Given text =
◆ ◆ ◆

TAYLOR COUNTY—The area saw the first flakes fall on Tuesday, and now is the perfect time to remind drivers of some simple practices that can help keep them safer this winter.
Through their annual observation of Winter Weather Awareness Week, celebrated this year from November 16-20, the National Weather Service in conjunction with Governor Jim Justice and the West Virginia Division of Emergency Management is setting out to make sure folks are armed with tips and tricks to get them through this winter season.
“Winter weather can complicate an already challenging situation as we continue to battle COVID-19,” commented Thom Kirk, Emergency Management Acting Director. “West Virginians can take very basic steps that will ensure they’re prepared, such as winterizing their homes and vehicles and assembling an emergency kit.”
According to officials, one of the best ways to prepare for the winter ahead is by putting together a basic emergency kit, which should include a three-day supply of food, water and medicine, along with the essential supplies your family will need in the event of a extended power outage.
More advice on what to include in an emergency kit for your family can be found at ready.gov/build-a-kit.
While the best idea is to just stay home during winter storms, sometimes that's not possible. Winterize your vehicle and keep an emergency kit in your car.
“It is not unusual for conditions to vary from no snow and clear driving in the valleys to piles of snow and treacherous travel conditions in the mountain,” noted Tony Edwards, Warning Coordination Meteorologist with the National Weather Service in Charleston, WV. “Travelers should make sure to check the forecast and road conditions all along their route, not just their destination.”
Officials encourage drivers to check out wv511.org, to obtain information on traffic and road conditions.
According to Grafton Police Chief Robert Beltner, preparing your car for the colder months is very important.
“To help prevent an accident, drivers need to ensure that their vehicles are in proper working order,” Beltner noted.
AAA offered some suggestions to help ensure your car is road ready this winter.
Cold weather is hard on your vehicle’s battery, so AAA urges motorists to have their battery checked by a professional. According to Garrity, a AAA survey found that two-thirds of American drivers have never had their car battery proactively tested, but that a strong battery will get drivers through the winter months.

◆ ◆ ◆

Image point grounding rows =
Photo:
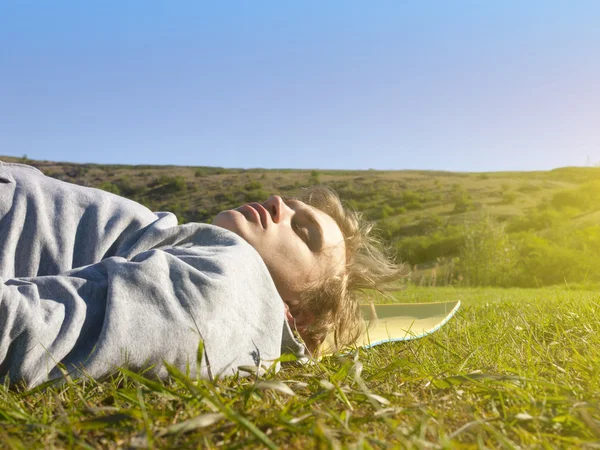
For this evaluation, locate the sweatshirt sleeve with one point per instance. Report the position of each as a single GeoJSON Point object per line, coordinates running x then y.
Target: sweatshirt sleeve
{"type": "Point", "coordinates": [139, 312]}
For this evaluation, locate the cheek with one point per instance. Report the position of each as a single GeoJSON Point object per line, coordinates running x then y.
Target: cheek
{"type": "Point", "coordinates": [290, 266]}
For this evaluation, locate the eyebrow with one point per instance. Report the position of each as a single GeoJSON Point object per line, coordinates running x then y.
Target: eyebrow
{"type": "Point", "coordinates": [312, 218]}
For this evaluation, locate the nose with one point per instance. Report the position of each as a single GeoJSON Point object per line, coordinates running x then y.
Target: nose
{"type": "Point", "coordinates": [277, 208]}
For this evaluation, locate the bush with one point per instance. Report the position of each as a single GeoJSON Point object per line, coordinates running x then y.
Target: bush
{"type": "Point", "coordinates": [487, 255]}
{"type": "Point", "coordinates": [110, 187]}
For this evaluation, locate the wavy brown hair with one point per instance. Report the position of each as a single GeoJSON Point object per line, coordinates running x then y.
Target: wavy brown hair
{"type": "Point", "coordinates": [335, 301]}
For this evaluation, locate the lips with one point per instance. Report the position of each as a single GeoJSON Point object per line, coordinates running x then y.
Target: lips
{"type": "Point", "coordinates": [262, 213]}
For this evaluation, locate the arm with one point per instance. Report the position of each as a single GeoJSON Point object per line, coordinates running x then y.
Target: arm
{"type": "Point", "coordinates": [140, 312]}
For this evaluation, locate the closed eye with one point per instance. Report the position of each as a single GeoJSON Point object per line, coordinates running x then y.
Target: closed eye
{"type": "Point", "coordinates": [302, 232]}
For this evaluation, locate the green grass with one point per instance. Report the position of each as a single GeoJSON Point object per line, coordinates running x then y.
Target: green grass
{"type": "Point", "coordinates": [514, 369]}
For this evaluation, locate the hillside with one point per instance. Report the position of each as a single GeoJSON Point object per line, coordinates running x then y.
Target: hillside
{"type": "Point", "coordinates": [545, 221]}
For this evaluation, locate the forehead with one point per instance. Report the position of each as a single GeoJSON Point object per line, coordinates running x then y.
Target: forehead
{"type": "Point", "coordinates": [333, 252]}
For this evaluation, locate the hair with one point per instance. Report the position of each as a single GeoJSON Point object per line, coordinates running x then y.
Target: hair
{"type": "Point", "coordinates": [335, 301]}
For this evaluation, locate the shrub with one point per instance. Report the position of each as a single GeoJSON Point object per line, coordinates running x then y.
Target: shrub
{"type": "Point", "coordinates": [487, 255]}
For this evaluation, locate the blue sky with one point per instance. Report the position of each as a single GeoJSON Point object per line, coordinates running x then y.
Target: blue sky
{"type": "Point", "coordinates": [445, 85]}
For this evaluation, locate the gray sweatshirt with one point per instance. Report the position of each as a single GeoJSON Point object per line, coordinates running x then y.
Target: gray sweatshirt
{"type": "Point", "coordinates": [95, 281]}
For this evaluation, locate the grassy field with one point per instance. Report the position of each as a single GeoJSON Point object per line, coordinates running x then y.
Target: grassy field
{"type": "Point", "coordinates": [514, 369]}
{"type": "Point", "coordinates": [548, 222]}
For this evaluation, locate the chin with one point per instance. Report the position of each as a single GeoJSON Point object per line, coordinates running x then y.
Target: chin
{"type": "Point", "coordinates": [232, 220]}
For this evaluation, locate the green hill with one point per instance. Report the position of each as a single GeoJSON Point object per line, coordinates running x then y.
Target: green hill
{"type": "Point", "coordinates": [496, 228]}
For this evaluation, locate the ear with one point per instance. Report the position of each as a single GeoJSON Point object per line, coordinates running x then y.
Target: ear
{"type": "Point", "coordinates": [288, 315]}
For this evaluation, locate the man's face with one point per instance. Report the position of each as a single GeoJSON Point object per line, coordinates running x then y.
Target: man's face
{"type": "Point", "coordinates": [299, 244]}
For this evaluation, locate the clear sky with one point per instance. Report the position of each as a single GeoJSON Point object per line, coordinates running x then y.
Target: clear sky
{"type": "Point", "coordinates": [401, 84]}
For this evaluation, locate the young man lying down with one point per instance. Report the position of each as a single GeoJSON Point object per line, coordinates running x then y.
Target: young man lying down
{"type": "Point", "coordinates": [95, 281]}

◆ ◆ ◆

Tasks =
(a) According to the winter safety article, why should travelers check the forecast and road conditions along their entire route rather than only at their destination? Answer in one to three sentences.
(b) In the winter safety article, what were this year's dates for Winter Weather Awareness Week?
(c) From the winter safety article, reproduce the part that opens with the words containing "Officials encourage drivers" and closes with "is very important.".
These rows have no connection to the winter safety article.

Answer section =
(a) Conditions can vary widely over a single trip, from no snow and clear driving in the valleys to piles of snow and treacherous travel in the mountains. Checking only the destination could miss dangerous conditions along the way.

(b) November 16-20.

(c)
Officials encourage drivers to check out wv511.org, to obtain information on traffic and road conditions.
According to Grafton Police Chief Robert Beltner, preparing your car for the colder months is very important.